[AIM]
Recast the records in the stretch from the line containing "Please identify where the white cloud" through the line containing "(0, 220), (160, 330)" as a two-column CSV with the headers input and output. Give one row per record, with its text and its answer each in a single quoted field and line breaks turned into spaces.

[SUPPLIED RECORDS]
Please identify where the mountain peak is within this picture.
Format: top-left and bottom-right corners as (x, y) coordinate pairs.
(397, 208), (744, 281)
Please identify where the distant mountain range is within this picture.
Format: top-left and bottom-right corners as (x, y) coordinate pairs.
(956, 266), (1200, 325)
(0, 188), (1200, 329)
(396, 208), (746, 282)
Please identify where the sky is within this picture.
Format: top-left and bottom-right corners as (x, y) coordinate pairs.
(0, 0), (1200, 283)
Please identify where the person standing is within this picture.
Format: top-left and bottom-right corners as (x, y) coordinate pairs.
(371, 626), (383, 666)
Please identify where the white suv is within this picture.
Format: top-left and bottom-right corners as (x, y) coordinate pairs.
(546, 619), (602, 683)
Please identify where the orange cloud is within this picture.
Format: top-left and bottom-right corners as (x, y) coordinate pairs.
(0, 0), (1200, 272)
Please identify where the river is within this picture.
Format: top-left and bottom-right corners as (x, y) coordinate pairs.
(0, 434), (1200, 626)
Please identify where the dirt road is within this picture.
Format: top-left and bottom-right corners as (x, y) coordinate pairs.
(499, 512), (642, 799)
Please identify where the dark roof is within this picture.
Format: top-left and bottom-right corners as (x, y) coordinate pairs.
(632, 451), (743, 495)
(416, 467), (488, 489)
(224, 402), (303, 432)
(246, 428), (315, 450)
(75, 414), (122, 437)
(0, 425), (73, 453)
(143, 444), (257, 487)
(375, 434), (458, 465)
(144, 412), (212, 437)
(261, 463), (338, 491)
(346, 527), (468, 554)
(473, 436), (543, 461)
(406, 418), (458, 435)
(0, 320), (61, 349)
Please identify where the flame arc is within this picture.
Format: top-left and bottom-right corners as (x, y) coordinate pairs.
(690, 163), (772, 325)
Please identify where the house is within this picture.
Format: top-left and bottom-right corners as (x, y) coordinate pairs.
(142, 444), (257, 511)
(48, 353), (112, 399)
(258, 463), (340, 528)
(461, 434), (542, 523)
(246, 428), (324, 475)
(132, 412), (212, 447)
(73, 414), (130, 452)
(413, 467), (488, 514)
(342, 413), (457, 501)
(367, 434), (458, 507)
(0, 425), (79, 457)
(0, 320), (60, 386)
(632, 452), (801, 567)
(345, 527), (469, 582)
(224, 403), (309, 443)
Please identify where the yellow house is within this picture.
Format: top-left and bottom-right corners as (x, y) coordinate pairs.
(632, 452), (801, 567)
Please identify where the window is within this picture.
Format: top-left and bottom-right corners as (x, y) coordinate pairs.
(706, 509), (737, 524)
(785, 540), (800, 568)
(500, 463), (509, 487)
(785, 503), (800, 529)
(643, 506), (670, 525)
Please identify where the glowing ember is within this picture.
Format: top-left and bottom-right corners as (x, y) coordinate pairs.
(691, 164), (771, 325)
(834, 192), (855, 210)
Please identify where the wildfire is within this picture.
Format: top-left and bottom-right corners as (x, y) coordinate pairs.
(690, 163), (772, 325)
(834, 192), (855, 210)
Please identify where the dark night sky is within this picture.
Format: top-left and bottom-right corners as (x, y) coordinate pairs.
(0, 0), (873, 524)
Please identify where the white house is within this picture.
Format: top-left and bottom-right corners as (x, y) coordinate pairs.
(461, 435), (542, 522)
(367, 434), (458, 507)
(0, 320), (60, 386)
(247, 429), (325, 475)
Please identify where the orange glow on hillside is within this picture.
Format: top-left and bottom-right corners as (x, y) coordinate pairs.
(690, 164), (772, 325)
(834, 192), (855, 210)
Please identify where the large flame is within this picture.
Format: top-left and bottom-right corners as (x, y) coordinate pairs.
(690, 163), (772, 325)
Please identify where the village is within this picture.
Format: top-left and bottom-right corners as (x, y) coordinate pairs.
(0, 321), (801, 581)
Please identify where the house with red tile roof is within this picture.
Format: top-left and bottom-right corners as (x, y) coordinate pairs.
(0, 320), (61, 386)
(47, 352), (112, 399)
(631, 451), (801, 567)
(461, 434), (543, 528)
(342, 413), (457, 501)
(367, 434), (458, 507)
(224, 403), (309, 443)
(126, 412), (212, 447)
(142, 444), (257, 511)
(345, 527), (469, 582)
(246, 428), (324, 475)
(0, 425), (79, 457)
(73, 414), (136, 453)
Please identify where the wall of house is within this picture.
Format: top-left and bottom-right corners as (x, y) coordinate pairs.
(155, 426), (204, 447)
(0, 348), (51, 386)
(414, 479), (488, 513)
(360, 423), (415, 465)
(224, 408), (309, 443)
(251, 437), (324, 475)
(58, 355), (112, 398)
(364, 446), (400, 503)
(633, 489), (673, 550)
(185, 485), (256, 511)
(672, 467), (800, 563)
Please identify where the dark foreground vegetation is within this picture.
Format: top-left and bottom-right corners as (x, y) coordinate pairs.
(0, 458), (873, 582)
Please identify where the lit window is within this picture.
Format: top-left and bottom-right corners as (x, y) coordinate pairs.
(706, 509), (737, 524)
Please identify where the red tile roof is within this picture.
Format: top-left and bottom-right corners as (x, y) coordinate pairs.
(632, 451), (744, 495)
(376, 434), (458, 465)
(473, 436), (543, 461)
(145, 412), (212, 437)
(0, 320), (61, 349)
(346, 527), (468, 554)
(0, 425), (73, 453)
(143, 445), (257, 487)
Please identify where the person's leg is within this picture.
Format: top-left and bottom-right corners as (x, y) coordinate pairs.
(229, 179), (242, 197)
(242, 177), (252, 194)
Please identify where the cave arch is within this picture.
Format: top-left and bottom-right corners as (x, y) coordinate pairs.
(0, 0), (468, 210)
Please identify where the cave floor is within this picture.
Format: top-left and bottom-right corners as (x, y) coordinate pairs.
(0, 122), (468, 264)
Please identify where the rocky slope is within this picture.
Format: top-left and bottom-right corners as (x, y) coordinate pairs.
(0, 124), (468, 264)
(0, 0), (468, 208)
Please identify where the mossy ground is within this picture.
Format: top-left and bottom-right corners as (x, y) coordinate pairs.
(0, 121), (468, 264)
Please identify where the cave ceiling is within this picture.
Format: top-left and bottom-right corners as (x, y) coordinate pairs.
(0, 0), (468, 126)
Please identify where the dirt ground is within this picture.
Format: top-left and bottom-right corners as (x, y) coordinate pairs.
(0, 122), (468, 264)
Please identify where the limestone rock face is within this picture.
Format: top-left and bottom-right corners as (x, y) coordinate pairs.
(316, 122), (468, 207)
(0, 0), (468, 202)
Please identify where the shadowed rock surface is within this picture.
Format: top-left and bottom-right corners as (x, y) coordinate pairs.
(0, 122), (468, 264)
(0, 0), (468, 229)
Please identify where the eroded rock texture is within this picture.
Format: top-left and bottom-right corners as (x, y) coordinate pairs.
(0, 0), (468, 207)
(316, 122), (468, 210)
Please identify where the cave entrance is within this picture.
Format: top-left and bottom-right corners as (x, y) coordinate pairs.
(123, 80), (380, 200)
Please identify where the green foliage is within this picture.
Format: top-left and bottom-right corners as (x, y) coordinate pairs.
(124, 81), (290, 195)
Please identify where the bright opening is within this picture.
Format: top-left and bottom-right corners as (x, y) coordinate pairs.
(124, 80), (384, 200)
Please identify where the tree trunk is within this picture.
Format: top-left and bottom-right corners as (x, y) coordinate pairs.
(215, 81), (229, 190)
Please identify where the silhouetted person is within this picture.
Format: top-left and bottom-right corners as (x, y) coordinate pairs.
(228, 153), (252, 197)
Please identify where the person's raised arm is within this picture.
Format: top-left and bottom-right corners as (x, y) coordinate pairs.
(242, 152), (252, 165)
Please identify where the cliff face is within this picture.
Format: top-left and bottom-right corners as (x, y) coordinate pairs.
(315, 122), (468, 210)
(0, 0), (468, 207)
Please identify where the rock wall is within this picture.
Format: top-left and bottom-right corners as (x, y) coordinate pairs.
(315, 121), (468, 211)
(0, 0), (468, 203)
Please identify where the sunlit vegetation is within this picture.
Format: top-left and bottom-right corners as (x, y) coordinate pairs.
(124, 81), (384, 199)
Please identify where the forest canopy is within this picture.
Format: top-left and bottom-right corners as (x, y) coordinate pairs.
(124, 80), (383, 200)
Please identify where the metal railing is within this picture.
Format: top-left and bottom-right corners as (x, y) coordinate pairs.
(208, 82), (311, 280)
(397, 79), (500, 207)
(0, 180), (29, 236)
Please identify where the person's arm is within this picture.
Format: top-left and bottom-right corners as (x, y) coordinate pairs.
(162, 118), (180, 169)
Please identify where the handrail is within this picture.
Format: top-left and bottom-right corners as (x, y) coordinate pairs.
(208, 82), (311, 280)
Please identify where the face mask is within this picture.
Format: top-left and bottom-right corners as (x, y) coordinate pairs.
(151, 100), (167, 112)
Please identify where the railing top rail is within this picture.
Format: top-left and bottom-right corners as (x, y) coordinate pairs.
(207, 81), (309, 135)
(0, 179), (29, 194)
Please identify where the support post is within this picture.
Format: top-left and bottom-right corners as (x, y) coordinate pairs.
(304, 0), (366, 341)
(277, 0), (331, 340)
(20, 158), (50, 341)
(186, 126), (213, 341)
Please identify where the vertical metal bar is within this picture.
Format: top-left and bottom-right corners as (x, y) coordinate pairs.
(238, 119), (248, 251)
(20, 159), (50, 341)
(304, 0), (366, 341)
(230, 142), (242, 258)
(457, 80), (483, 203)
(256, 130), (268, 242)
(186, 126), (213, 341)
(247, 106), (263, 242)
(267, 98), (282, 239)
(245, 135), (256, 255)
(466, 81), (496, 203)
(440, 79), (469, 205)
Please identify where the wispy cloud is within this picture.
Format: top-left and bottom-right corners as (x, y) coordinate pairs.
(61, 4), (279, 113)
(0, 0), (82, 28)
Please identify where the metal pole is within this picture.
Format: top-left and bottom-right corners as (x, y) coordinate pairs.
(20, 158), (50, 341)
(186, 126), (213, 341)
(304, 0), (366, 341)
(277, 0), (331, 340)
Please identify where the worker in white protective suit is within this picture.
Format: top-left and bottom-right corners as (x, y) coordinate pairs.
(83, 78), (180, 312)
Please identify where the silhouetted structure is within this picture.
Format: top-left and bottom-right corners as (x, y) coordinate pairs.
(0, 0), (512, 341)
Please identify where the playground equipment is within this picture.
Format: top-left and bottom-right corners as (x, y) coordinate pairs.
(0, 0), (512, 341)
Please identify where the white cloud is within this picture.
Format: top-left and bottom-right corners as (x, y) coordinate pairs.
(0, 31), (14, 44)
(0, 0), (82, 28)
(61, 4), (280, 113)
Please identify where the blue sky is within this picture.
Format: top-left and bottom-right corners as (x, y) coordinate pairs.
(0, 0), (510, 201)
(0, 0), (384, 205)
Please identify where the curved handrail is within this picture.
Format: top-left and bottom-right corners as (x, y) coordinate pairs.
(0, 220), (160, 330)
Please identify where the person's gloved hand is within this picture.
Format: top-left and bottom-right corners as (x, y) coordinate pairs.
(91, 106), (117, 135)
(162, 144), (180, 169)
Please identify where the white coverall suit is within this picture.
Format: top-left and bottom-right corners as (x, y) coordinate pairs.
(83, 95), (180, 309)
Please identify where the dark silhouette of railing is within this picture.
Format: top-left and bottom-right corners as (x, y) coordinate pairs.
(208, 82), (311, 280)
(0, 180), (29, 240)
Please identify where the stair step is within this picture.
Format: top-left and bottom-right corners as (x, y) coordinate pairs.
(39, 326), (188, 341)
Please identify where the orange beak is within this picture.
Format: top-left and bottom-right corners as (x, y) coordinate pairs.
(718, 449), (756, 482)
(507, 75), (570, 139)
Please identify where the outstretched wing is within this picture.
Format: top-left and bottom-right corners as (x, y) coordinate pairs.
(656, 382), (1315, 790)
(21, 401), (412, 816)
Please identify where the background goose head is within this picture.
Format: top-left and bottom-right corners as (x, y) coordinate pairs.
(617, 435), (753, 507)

[OUTPUT]
input,output
"Please identify where the white cloud is within this picture. Format: top-left and bottom-right corners as (x, y) coordinate pairs.","(0, 31), (14, 44) (0, 0), (82, 28) (61, 4), (280, 113)"
"Please identify where the blue sky is within this picture. Format: top-left and bottom-right corners as (x, y) coordinate pairs.","(0, 0), (510, 201) (0, 0), (384, 205)"
"Please identify where the curved handrail is within this picture. Format: top-left and bottom-right corners as (x, y) coordinate pairs.","(0, 220), (160, 330)"